[Dataset extract — start]
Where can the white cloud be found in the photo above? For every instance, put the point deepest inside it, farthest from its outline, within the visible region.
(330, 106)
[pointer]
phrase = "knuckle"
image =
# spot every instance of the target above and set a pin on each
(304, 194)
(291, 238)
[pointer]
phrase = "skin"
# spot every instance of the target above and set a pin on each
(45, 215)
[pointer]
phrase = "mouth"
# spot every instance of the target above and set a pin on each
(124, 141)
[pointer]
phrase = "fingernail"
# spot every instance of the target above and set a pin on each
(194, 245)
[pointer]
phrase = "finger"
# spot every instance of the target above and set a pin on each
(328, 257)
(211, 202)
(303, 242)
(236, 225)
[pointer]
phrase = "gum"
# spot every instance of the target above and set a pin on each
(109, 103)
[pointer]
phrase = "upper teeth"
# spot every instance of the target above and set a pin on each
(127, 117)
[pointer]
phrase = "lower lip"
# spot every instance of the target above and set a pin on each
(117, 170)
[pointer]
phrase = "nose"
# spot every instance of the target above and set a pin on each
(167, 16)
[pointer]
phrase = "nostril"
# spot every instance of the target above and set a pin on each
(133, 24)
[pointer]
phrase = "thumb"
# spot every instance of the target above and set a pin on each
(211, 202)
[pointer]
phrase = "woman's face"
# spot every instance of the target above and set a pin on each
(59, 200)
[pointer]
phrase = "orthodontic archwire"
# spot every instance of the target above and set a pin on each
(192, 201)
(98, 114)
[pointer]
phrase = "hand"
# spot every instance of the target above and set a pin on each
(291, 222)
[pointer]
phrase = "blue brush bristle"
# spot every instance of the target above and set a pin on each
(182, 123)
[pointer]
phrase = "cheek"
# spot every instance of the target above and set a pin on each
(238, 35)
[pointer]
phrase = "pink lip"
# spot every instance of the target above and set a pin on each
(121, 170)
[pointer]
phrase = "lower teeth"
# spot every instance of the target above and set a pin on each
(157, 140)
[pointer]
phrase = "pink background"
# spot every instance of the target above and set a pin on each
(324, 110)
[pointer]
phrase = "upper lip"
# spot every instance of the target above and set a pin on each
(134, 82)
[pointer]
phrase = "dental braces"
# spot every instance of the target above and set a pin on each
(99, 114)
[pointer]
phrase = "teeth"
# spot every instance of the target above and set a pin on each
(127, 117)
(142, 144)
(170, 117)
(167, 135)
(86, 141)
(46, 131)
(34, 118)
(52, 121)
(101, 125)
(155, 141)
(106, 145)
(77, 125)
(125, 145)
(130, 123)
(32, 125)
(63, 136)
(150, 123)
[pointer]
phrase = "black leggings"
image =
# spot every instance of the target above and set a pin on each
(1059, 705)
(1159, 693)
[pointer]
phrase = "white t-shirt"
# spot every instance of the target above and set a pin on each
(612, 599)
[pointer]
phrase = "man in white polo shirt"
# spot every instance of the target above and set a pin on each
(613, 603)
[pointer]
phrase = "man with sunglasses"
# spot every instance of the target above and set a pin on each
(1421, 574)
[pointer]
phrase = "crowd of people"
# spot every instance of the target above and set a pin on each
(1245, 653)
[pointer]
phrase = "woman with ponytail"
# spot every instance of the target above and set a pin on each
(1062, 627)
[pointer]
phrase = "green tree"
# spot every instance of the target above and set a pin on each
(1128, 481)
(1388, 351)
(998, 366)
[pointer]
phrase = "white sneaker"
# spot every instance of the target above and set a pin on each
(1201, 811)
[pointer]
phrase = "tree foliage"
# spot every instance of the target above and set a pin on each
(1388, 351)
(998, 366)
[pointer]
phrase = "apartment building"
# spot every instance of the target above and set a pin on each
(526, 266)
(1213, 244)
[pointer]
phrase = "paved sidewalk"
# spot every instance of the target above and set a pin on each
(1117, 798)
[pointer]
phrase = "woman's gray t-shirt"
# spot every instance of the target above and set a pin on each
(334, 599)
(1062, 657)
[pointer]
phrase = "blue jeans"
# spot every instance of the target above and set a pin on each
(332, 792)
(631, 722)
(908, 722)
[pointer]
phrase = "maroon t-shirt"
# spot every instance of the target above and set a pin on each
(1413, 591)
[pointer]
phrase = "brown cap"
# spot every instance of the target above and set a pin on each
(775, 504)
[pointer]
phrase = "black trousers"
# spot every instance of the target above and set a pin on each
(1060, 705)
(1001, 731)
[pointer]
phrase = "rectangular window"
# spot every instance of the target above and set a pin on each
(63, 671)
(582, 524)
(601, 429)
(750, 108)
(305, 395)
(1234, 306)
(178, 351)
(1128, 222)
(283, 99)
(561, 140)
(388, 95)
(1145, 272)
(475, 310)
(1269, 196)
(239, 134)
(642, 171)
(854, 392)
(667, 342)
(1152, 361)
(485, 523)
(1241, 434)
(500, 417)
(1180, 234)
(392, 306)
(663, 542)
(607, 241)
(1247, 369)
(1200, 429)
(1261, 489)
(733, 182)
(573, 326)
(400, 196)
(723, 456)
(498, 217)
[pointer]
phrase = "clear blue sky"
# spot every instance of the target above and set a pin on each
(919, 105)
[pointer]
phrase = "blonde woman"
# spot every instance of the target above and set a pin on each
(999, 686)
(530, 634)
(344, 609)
[Dataset extract — finish]
## Task description
Reproduce the entries exactly, each one as given.

## Expected answer
Where can the white cloud be found in the photo above? For every instance, put the point deepest inside it, farthest from its outline, within the visible region.
(330, 106)
[pointer]
phrase = "knuckle"
image =
# spot every instance of the target above and set a pin on each
(304, 194)
(291, 238)
[pointer]
phrase = "skin"
# spot every instance of the target above and set a pin on each
(45, 215)
[pointer]
phrase = "mouth"
# spot every instance of the target above and set a pin on each
(124, 141)
[pointer]
phrase = "fingernail"
# spot every instance of the target above and set a pin on each
(194, 245)
[pointer]
phrase = "finger"
# spot every instance of the target above and set a pin on each
(328, 257)
(211, 202)
(303, 242)
(236, 225)
[pointer]
phrase = "gum"
# spot every instance of the target above and set a pin on each
(109, 103)
[pointer]
phrase = "upper teeth"
# spot every instance of the target above and set a pin on each
(127, 117)
[pointer]
phrase = "lower lip"
# spot every instance of the target above and set a pin on each
(117, 170)
[pointer]
phrase = "nose"
# spot every instance of the target above and set a pin on each
(167, 16)
[pointer]
phrase = "nostril"
# spot every instance of the target above and set a pin on each
(133, 24)
[pointer]
phrase = "thumb"
# spot every instance of the target above and set a pin on each
(211, 202)
[pointer]
phrase = "woman's face"
# spot every instance of the target above and set a pin on each
(59, 200)
[pointer]
phrase = "orthodontic archwire"
# spot every instance of the target above and set a pin on each
(192, 201)
(98, 114)
[pointer]
phrase = "hand"
# spot every instance of the target above and set a pin on each
(291, 222)
[pointer]
phrase = "blue brush bristle"
# spot every instance of the target above and set a pin on each
(182, 123)
[pointer]
phrase = "cheek"
# spot every instance of the target above and set a pin on each
(238, 35)
[pointer]
phrase = "pink lip"
# spot every instance of the target above and set a pin on each
(121, 170)
[pointer]
phrase = "lower teeth"
# spot every instance of the target above and set a pin on each
(157, 140)
[pointer]
phrase = "pink background"
# spot every instance of the target above and set a pin on each
(324, 110)
[pointer]
phrase = "upper lip"
# spot every instance of the target above and set a pin on each
(134, 82)
[pointer]
phrase = "dental braces"
# spot every instance of the target above and set a pin on each
(99, 114)
[pointer]
phrase = "teeth"
# spot every instance of the target above and set a pin on each
(127, 117)
(142, 144)
(170, 117)
(167, 135)
(86, 141)
(46, 131)
(34, 118)
(52, 121)
(101, 125)
(155, 141)
(106, 145)
(77, 125)
(125, 145)
(130, 123)
(32, 125)
(63, 136)
(150, 123)
[pointer]
phrase = "black leggings"
image =
# spot every instance of the target above and set a pin on each
(1059, 705)
(1159, 693)
[pointer]
phrase = "white t-shirt"
# spot every instance of the target above and set a pin on each
(612, 599)
[pointer]
phrase = "man in white polo shirt"
# spot every instance of the target above and set a pin on each
(613, 603)
[pointer]
phrase = "man with sunglasses"
# spot every instance of the target above and set a pin on each
(1421, 574)
[pointer]
phrase = "crowd of people"
# spot every instance of the target above and set a pin on each
(1245, 653)
[pointer]
phrase = "woman with ponytail"
# spot every instance of the target above and set a pin on each
(1062, 627)
[pointer]
phrase = "green tree"
# spot every instance of the target above and set a pin on each
(1128, 481)
(1388, 351)
(998, 366)
[pointer]
phrase = "white sneaker"
# spot every instance of the target above and set a pin on each
(1201, 811)
[pointer]
phrase = "tree foliage"
# spot every instance of the target above and set a pin on each
(1388, 351)
(998, 366)
[pointer]
phrase = "apartment building"
# spot every instance of the target above and set a pin on each
(526, 266)
(1213, 244)
[pointer]
phrase = "paved sidewalk"
# spot every instance of the target above and set a pin on each
(1117, 798)
[pointer]
phrase = "woman's gray t-shirt"
# spot every instance of the target above and set a pin on each
(334, 599)
(1062, 657)
[pointer]
phrase = "blue jeans"
# spot every instance of the target above and set a pin on each
(332, 792)
(631, 722)
(908, 722)
[pointer]
phrase = "maroon t-shirt"
# spot every instance of the target above and set a pin on each
(1413, 591)
[pointer]
phrase = "brown cap"
# spot every instance of the target above and set a pin on each
(775, 504)
[pointer]
phrase = "black trousers"
# spot every instance of the target above and set a pin on each
(1060, 705)
(1001, 731)
[pointer]
phrase = "rectangular window"
# spot every instance of the target above and set a pin on each
(63, 671)
(582, 524)
(601, 429)
(750, 108)
(305, 395)
(1234, 306)
(178, 351)
(1128, 222)
(283, 99)
(561, 140)
(388, 95)
(1145, 272)
(475, 310)
(1269, 196)
(239, 134)
(642, 171)
(854, 392)
(667, 342)
(1152, 361)
(485, 523)
(1241, 434)
(500, 417)
(1180, 234)
(392, 306)
(663, 542)
(607, 241)
(1247, 369)
(1200, 429)
(1261, 489)
(733, 182)
(573, 326)
(400, 196)
(723, 456)
(498, 217)
[pointer]
phrase = "clear blue sky"
# spot every instance of the target above and set a pin on each
(919, 105)
[pointer]
phrase = "blonde woman"
# spot every instance of the target above and set a pin on each
(999, 686)
(530, 634)
(344, 609)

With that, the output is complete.